Write out the entries below once more, exactly.

======

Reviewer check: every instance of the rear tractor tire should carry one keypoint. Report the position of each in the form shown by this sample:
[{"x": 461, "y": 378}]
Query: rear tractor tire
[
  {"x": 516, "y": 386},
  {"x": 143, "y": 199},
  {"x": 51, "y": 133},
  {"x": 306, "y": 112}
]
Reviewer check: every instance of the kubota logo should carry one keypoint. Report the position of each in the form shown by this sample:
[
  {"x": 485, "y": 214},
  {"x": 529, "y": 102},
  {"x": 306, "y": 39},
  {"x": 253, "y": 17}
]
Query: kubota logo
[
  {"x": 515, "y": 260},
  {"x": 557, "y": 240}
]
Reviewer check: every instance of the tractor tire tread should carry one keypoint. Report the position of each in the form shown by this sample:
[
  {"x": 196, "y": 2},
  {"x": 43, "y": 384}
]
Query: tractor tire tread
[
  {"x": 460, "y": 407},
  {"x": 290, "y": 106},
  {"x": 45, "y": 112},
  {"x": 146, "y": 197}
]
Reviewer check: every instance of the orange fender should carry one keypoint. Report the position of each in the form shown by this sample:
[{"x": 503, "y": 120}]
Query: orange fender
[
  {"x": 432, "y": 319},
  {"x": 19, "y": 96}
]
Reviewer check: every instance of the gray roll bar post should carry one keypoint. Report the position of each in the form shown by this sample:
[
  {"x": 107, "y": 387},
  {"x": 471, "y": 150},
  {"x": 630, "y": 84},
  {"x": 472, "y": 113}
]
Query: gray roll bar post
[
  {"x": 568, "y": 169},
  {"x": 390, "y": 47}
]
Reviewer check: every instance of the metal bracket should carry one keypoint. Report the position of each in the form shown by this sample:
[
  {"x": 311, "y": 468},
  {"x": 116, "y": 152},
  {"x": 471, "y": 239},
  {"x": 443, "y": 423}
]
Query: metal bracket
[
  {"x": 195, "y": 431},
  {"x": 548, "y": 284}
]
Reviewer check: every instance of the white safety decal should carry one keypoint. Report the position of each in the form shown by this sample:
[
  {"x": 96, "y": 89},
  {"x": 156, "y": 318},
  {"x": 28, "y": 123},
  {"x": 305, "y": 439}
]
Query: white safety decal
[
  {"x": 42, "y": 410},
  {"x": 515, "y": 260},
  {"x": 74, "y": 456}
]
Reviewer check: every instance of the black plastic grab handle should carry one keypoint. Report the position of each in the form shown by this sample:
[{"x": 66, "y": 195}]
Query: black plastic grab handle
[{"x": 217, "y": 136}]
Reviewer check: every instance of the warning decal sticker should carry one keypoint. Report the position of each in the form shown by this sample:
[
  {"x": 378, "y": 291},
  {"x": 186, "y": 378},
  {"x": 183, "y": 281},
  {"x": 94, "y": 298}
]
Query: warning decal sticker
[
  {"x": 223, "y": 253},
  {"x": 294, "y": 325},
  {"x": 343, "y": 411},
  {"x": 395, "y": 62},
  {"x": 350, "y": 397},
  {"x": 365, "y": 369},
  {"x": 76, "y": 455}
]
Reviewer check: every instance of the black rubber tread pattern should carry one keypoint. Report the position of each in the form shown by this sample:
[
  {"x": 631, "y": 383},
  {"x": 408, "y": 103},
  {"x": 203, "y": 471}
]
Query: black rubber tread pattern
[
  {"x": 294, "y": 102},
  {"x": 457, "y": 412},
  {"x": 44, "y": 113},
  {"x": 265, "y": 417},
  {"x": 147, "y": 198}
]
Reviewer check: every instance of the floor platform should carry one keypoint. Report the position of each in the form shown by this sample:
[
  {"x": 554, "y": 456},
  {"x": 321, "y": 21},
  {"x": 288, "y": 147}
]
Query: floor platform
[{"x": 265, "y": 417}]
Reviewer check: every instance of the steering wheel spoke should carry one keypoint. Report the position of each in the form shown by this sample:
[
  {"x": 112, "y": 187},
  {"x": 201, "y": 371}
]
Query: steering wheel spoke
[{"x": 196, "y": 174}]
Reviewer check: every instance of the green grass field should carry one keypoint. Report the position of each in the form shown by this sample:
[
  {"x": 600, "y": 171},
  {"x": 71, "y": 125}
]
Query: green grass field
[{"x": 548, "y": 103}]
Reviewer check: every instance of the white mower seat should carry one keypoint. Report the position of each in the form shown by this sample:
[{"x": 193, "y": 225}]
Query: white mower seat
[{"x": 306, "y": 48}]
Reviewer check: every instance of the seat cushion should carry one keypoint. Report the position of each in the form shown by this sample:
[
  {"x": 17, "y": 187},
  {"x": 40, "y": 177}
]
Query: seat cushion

======

* _Exercise solution_:
Reviewer check: every instance of the rear tractor tire should carry one keypoint. Report the position of each in the form shown by this sample:
[{"x": 461, "y": 378}]
Query: rear tractor tire
[
  {"x": 516, "y": 386},
  {"x": 143, "y": 199},
  {"x": 51, "y": 133},
  {"x": 306, "y": 112}
]
Reviewer check: every instance of the kubota logo should carry one keypoint. Report the position of each in the form shown by this sample:
[
  {"x": 485, "y": 214},
  {"x": 529, "y": 102},
  {"x": 306, "y": 39},
  {"x": 253, "y": 17}
]
Query: kubota logo
[
  {"x": 515, "y": 260},
  {"x": 557, "y": 240}
]
Reviewer check: every instance of the tractor tire tread should carry one keypoint. Report the position of each in the form shown by this sample:
[
  {"x": 196, "y": 2},
  {"x": 43, "y": 384}
]
Query: tractor tire tread
[
  {"x": 460, "y": 407},
  {"x": 290, "y": 106},
  {"x": 45, "y": 112},
  {"x": 146, "y": 197}
]
Reviewer check: every instance of the orange fender should carry one keypoint. Report the position of each in the form shown by this sample:
[{"x": 503, "y": 120}]
Query: orange fender
[
  {"x": 432, "y": 319},
  {"x": 19, "y": 96}
]
Reviewer check: every instance of the gray roll bar post should carry one keypoint. Report the position of each in the form shown by this sample:
[
  {"x": 107, "y": 387},
  {"x": 471, "y": 150},
  {"x": 630, "y": 84},
  {"x": 472, "y": 113}
]
Query: gray roll bar post
[
  {"x": 568, "y": 169},
  {"x": 390, "y": 47}
]
Reviewer check: every instance of the metal bracket should carry one keypoint. Report the position of each in the form shown by this sample:
[
  {"x": 311, "y": 468},
  {"x": 116, "y": 152},
  {"x": 471, "y": 239},
  {"x": 443, "y": 423}
]
Query: metal bracket
[
  {"x": 195, "y": 431},
  {"x": 548, "y": 284}
]
Reviewer check: every instance of the white safety decal should carry one keypoint. Report the position of each in the form shown by this sample:
[
  {"x": 96, "y": 89},
  {"x": 156, "y": 318},
  {"x": 28, "y": 123},
  {"x": 305, "y": 439}
]
Query: white safety decal
[
  {"x": 42, "y": 410},
  {"x": 515, "y": 260},
  {"x": 74, "y": 456}
]
Reviewer check: every instance of the black plastic grab handle should carry one keypoint. Report the position of each in the form shown by this sample:
[{"x": 66, "y": 195}]
Query: black plastic grab handle
[{"x": 217, "y": 136}]
Reviewer check: every instance of the warning decal sticker should carry one keypoint. Report the position of each in the form shown by this sample:
[
  {"x": 378, "y": 291},
  {"x": 186, "y": 378},
  {"x": 183, "y": 281},
  {"x": 94, "y": 298}
]
Query: warning decal sticker
[
  {"x": 223, "y": 253},
  {"x": 294, "y": 325},
  {"x": 343, "y": 411},
  {"x": 395, "y": 62},
  {"x": 350, "y": 397},
  {"x": 365, "y": 369},
  {"x": 76, "y": 455}
]
Reviewer check: every instance of the black rubber tread pattern should carry one keypoint. Report the position of each in the form shown by this sample:
[
  {"x": 631, "y": 383},
  {"x": 408, "y": 103},
  {"x": 203, "y": 471}
]
Query: black rubber tread pattern
[
  {"x": 294, "y": 102},
  {"x": 457, "y": 412},
  {"x": 44, "y": 113},
  {"x": 265, "y": 417},
  {"x": 147, "y": 198}
]
Reviewer check: every instance of the floor platform should carry one keypoint. Report the position of each in the form shown by this sample:
[
  {"x": 554, "y": 456},
  {"x": 321, "y": 21},
  {"x": 288, "y": 147}
]
Query: floor platform
[{"x": 265, "y": 417}]
Reviewer check: every instance of the steering wheel spoke should carry one keypoint. Report the position of each in the form shown by this sample:
[
  {"x": 112, "y": 187},
  {"x": 201, "y": 371}
]
Query: steering wheel spoke
[{"x": 196, "y": 174}]
Reviewer check: every instance of the green grass field should carry one keypoint. Report the position of each in the form shown by this sample:
[
  {"x": 600, "y": 171},
  {"x": 71, "y": 125}
]
Query: green grass field
[{"x": 548, "y": 103}]
Reviewer check: every instance of the white mower seat should carry one keypoint. Report the position of each in the form shown by this sample:
[{"x": 193, "y": 225}]
Query: white mower seat
[{"x": 306, "y": 48}]
Reviewer check: every instance of the seat cushion should carry one keypoint. Report the position of each in the form shown by this sample:
[
  {"x": 17, "y": 187},
  {"x": 40, "y": 177}
]
Query: seat cushion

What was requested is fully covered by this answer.